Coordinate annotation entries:
────────────────
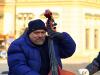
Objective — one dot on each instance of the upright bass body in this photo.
(55, 68)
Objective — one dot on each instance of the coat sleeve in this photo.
(17, 62)
(66, 44)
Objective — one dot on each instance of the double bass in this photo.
(55, 68)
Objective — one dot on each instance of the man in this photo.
(29, 54)
(92, 67)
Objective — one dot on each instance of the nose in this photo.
(40, 34)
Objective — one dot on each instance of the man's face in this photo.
(38, 36)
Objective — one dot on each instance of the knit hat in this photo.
(36, 25)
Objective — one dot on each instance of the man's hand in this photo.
(83, 71)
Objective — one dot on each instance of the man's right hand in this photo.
(83, 72)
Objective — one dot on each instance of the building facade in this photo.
(80, 18)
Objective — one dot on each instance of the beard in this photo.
(39, 41)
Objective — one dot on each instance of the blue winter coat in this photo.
(24, 57)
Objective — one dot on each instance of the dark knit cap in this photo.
(36, 25)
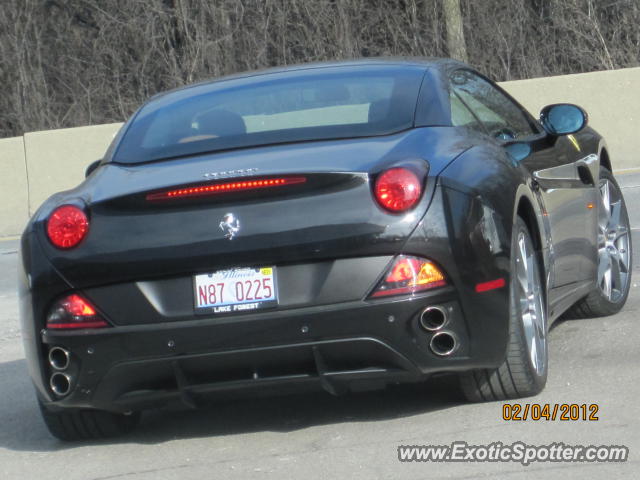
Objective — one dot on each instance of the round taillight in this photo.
(67, 226)
(397, 189)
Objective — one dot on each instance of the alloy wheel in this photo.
(531, 302)
(613, 243)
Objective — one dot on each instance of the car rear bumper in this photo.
(345, 347)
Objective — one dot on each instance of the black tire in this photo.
(84, 424)
(517, 376)
(596, 304)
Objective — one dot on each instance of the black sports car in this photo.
(337, 226)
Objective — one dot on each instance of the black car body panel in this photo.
(331, 243)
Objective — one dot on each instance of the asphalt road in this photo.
(354, 436)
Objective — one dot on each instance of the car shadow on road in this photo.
(22, 429)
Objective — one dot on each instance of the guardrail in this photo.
(34, 166)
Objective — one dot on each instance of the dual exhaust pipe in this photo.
(433, 320)
(60, 381)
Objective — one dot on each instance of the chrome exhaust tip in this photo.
(433, 318)
(443, 344)
(59, 358)
(60, 384)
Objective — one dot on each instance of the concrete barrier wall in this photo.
(41, 163)
(611, 98)
(57, 159)
(14, 187)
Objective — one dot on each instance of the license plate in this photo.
(235, 290)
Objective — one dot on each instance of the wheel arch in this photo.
(527, 208)
(605, 161)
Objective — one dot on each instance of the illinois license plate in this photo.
(235, 290)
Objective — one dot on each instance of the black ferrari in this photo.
(337, 226)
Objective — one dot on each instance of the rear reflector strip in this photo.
(491, 285)
(70, 325)
(214, 189)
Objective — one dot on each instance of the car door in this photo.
(566, 190)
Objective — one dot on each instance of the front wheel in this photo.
(524, 370)
(83, 424)
(613, 276)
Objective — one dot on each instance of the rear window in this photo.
(313, 104)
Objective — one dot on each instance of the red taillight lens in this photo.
(214, 189)
(73, 311)
(408, 275)
(397, 189)
(67, 226)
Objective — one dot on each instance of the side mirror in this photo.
(518, 151)
(92, 166)
(563, 119)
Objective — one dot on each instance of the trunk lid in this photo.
(332, 215)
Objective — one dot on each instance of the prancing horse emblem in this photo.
(230, 225)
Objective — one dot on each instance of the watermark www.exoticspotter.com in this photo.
(518, 452)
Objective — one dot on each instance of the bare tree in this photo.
(66, 63)
(455, 33)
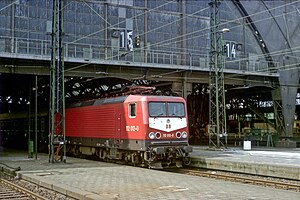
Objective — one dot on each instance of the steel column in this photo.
(57, 148)
(217, 113)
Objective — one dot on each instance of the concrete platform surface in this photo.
(282, 163)
(86, 179)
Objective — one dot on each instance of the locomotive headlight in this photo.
(184, 134)
(158, 135)
(151, 135)
(178, 134)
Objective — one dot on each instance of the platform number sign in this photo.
(126, 40)
(230, 50)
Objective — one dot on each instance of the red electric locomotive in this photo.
(144, 130)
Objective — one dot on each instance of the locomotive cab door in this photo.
(118, 122)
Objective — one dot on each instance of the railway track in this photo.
(242, 178)
(10, 191)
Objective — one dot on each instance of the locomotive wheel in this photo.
(187, 160)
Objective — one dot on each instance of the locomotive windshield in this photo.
(166, 109)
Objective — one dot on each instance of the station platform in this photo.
(91, 180)
(273, 162)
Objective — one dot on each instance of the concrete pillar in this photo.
(288, 80)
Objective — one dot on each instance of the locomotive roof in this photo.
(113, 100)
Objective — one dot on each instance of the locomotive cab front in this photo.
(167, 135)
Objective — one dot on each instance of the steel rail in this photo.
(242, 179)
(18, 192)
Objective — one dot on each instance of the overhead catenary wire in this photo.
(159, 43)
(259, 55)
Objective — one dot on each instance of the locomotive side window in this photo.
(132, 110)
(176, 109)
(157, 109)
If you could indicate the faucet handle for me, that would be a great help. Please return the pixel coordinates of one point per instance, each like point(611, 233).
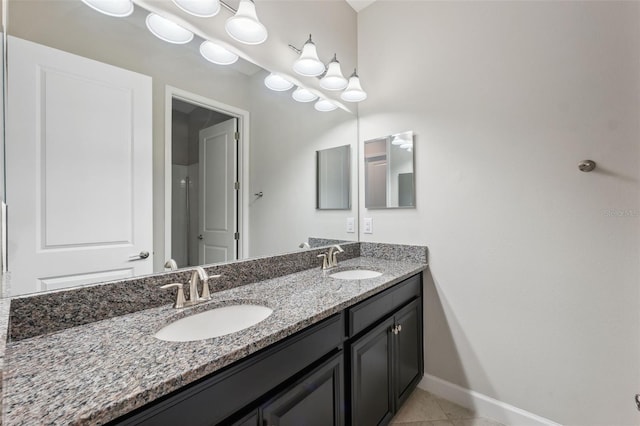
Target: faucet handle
point(325, 261)
point(205, 287)
point(179, 297)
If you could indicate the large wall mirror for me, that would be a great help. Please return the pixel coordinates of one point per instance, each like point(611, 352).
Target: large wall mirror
point(389, 169)
point(230, 164)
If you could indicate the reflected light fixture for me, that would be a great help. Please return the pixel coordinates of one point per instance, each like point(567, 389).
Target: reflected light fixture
point(217, 54)
point(333, 79)
point(244, 26)
point(168, 30)
point(303, 95)
point(117, 8)
point(354, 92)
point(200, 8)
point(308, 63)
point(325, 105)
point(277, 83)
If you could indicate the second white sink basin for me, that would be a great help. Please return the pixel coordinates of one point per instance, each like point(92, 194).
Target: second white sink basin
point(213, 323)
point(355, 274)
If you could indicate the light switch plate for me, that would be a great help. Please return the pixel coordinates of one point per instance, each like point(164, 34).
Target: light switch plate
point(351, 225)
point(368, 225)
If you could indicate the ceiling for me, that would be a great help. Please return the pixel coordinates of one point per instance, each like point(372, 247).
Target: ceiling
point(358, 5)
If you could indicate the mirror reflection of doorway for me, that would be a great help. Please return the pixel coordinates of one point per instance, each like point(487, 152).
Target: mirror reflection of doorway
────────────────
EXERCISE BRIEF: Repeat only what runs from the line holding "If you could indicate the light" to the end of the data, keeping every line exactly as written, first and last included.

SOLUTION:
If you could indicate the light switch plate for me, that would be a great help. Please return the pixel coordinates of one point per instance, each like point(164, 34).
Target: light switch plate
point(351, 225)
point(368, 225)
If you could indicate the ceiling for me, that would be a great help. Please return the pixel coordinates of one point per instance, each like point(372, 247).
Target: ceiling
point(358, 5)
If you could indicate the mirror reflection of doorway for me, that would be a great help. Please return the pixel coordinates of one point per instance, each like point(487, 152).
Target: mirror reflection of doorway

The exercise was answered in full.